#### Your instructions:
Write out every line of the listing below as a JSON list of strings, one string per line, with blank lines omitted. Leave the pictures out of your answer.

--- Start Task data ---

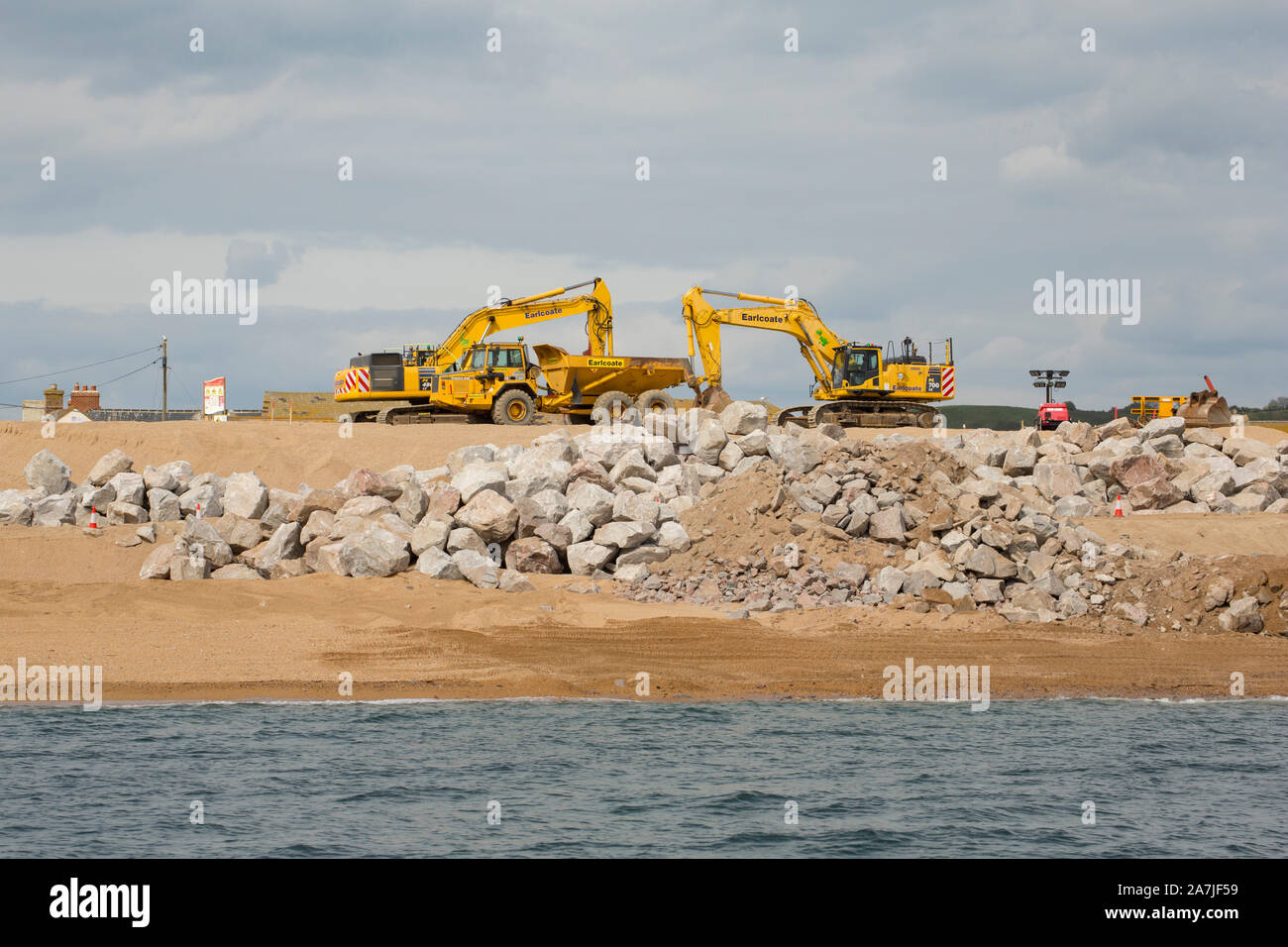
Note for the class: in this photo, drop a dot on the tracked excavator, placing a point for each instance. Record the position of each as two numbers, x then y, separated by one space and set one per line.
854 384
465 375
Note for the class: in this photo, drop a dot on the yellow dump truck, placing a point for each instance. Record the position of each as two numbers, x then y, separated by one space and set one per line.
596 386
1202 408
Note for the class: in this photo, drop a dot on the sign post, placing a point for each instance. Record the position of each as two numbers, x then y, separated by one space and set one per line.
217 398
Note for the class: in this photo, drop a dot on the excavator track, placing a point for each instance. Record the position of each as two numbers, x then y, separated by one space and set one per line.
861 414
417 414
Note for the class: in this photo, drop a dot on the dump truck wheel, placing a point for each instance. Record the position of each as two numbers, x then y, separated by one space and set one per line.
513 407
610 406
656 402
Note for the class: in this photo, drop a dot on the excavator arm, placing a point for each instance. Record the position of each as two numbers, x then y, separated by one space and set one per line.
797 317
542 307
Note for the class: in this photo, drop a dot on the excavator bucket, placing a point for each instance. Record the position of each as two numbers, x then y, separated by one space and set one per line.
1206 408
713 398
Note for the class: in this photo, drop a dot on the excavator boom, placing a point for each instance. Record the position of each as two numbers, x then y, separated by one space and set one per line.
511 313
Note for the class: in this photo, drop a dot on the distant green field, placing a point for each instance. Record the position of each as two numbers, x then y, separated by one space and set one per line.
1010 418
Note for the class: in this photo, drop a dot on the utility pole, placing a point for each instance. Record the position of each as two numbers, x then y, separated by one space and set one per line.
165 379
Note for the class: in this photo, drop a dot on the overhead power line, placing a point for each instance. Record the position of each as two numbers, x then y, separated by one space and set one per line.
80 368
136 371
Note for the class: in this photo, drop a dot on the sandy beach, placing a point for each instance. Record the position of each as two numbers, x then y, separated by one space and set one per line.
69 598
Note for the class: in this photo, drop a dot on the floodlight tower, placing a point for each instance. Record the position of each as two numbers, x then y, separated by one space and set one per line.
1048 379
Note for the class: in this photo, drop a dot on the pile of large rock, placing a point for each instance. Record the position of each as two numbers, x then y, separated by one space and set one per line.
945 523
977 523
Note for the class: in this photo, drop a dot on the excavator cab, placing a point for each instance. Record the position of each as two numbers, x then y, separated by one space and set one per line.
855 367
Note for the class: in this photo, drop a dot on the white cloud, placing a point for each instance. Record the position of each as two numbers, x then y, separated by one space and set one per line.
1039 162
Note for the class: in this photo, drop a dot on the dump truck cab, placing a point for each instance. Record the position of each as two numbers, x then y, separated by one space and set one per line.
487 375
1052 415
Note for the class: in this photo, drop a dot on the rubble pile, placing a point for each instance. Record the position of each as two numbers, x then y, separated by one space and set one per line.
717 509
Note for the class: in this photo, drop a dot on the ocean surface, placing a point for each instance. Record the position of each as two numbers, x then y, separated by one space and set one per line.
618 779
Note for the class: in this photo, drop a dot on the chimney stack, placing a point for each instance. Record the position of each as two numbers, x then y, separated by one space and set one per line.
84 398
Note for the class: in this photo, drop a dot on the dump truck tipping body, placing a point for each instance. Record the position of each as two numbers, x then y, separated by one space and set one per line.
576 381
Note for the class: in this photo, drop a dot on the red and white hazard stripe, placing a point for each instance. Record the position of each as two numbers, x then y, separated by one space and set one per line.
356 380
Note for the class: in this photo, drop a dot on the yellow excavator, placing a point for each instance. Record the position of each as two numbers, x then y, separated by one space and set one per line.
855 384
465 375
1203 408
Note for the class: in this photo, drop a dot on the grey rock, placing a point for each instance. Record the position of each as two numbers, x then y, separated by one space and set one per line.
108 466
489 514
202 535
743 418
48 474
129 488
532 554
585 558
236 573
514 581
163 506
374 552
438 565
478 570
245 495
429 534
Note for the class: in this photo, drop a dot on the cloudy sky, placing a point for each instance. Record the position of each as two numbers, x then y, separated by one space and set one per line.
767 169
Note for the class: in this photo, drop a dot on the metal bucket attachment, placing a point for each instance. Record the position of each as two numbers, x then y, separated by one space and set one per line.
1206 408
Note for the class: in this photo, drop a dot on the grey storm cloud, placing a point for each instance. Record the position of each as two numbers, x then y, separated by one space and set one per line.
253 260
767 169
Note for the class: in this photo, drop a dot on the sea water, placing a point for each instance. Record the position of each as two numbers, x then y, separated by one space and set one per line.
539 779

--- End Task data ---

#### Answer for the task:
[
  "Note for the class: in this photo, drop a dot on the tracked excavator, placing a point for each instance. Record the position of each as two numbers, x then y, separated by one space and set one per line.",
  "854 384",
  "465 375",
  "Note for the class: in this photo, drop a dot on the yellow dump truck, placing a point for each instance. Record the position of each as two numbers, x then y, separated by one space and set one per line.",
  "596 386",
  "1202 408",
  "Note for the class: in this photo, drop a dot on the sign post, placing a point for each instance. Record the position of each as two numbers, x then y, separated by one space and set one per line.",
  "217 398",
  "Note for the class: in this photo, drop a dot on the excavator track, placing a point for each instance. Record the position of each as two numbers, x then y, separated by one space and set one per line.",
  "861 414",
  "417 414",
  "Note for the class: in this photo, drop a dot on the dump truck wheel, placing a point for each instance. Record the position of each as two numbers, x then y, separated by one space and set one per line.",
  "513 407",
  "610 406",
  "656 402",
  "Note for the class: in this photo, drop a dot on the excavator arm, placing a point for each instance. Record the position of each as two numbers, x then y, separated by one space and set one per line.",
  "797 317",
  "542 307",
  "Note for the class: in this photo, drop a dot on the excavator bucket, placing a point for each instance. Record the position of each as two numbers, x then y, separated by one space and set one per line.",
  "1206 408",
  "713 398",
  "Note for the class: in this photo, drop a dot on the excavator boom, placing a point for each instance. Record the position of each as two numbers, x then y, separated by one space and set one per line.",
  "511 313",
  "Note for the class: in this photo, drop a dot on the distant green field, placing a point for each instance. Record the position of each as two numbers, x then y, separated by one space and set one per line.",
  "1010 418",
  "Note for the class: in this photo, drop a dot on the utility pole, placing a point for each instance. Record the position of each as two numbers, x then y, separated by one space and set one per line.",
  "165 379",
  "Note for the class: in this photo, drop a dot on the overhead power line, placing a point for each instance. Record the position of each as two numbers, x then y, separated by one space and set one per line.",
  "80 368",
  "136 371",
  "Note for the class: in this photo, drop a dot on the sandy beach, placing a point for each instance. Record the position of each as two numbers, x then y, separated by one space and set one per line.",
  "69 598",
  "Note for the class: in this photo, drop a dot on the floodlight tower, placing a point for each instance. Record the position of each as two numbers, x then y, separated by one space and set one per line.",
  "1048 379",
  "Note for the class: in this photo, drop a dot on the pile of large rock, placing a point for each instance. Record the position of each as two numbers, x then y, separated by one space and set one per line.",
  "945 523",
  "977 523",
  "Note for the class: in this photo, drop a dot on the excavator cab, placing a point for each instance. Record the position of each as two numbers, x then y, separated by one space and set one per line.",
  "855 367",
  "Note for the class: in this photo, drop a dot on the white cloud, placing a point for each instance. Record the position of each as two numbers, x then y, separated by one space and set one per line.",
  "1039 162",
  "Note for the class: in this photo, drop a dot on the dump truck cab, placing a point for each instance. Record the position of each as two numbers, x then y, separated by one space and set one per line.",
  "487 375",
  "1052 415",
  "Note for the class: in this photo, drop a dot on the rubble pile, placing a point for each instance. Record the position of each as two numbers, x then y, separated by one space and set one per line.",
  "717 509",
  "Note for the class: in this photo, drop a dot on the ocean surface, placing a point for each instance. Record the position of each as two numbers, x then y, separated by one space and set one per line.",
  "618 779",
  "Note for the class: in this photo, drop a dot on the chimney stack, placing a point for each instance. Record the position of each as two numbers, x then y, separated by one space and set one per line.",
  "84 398",
  "Note for the class: in this photo, drop a dot on the dump truck tipping body, placing a point for each instance. Record the position of each as two numbers, x then y, separated by one space and set one per line.",
  "576 381",
  "Note for the class: in this photo, drop a dot on the red and white hazard stripe, placing a point for each instance. Record the position of each as two numbers, x then y, separated by one space and set one per line.",
  "356 380",
  "Note for the class: in this photo, drop a dot on the yellow excavator, placing a point for each instance. Record the position of each as two numbers, x then y, separated by one space and set one per line.",
  "855 384",
  "465 375",
  "1203 408",
  "Note for the class: in this photo, drop a dot on the grey rock, placing a point for each instance. Record the position of each as two numbers, x then y, separated by one space and set one per line.",
  "108 466",
  "489 514",
  "202 535",
  "743 418",
  "48 474",
  "129 488",
  "532 554",
  "585 558",
  "236 573",
  "514 581",
  "163 506",
  "374 552",
  "438 565",
  "478 570",
  "245 495",
  "429 534",
  "Note for the class: in this photo, drop a dot on the cloudy sky, placing a point for each instance. Record the position of each as two numbers, x then y, separated by one space and set one per line.",
  "767 169",
  "Note for the class: in this photo, drop a dot on the metal bucket attachment, placing a point for each instance. Record the position of each as two numbers, x then y, separated by one space and set one per line.",
  "1206 408",
  "Note for the class: in this photo, drop a dot on the grey storm cloud, placing a point for each instance. Record the position of each as two numbers, x then y, separated by one space and set one per line.",
  "253 260",
  "767 169",
  "Note for the class: in this photo, drop a dot on the sea water, placing a point for each instance. Record the position of each as two numbers, x then y, separated by one space and set one per line.",
  "539 779"
]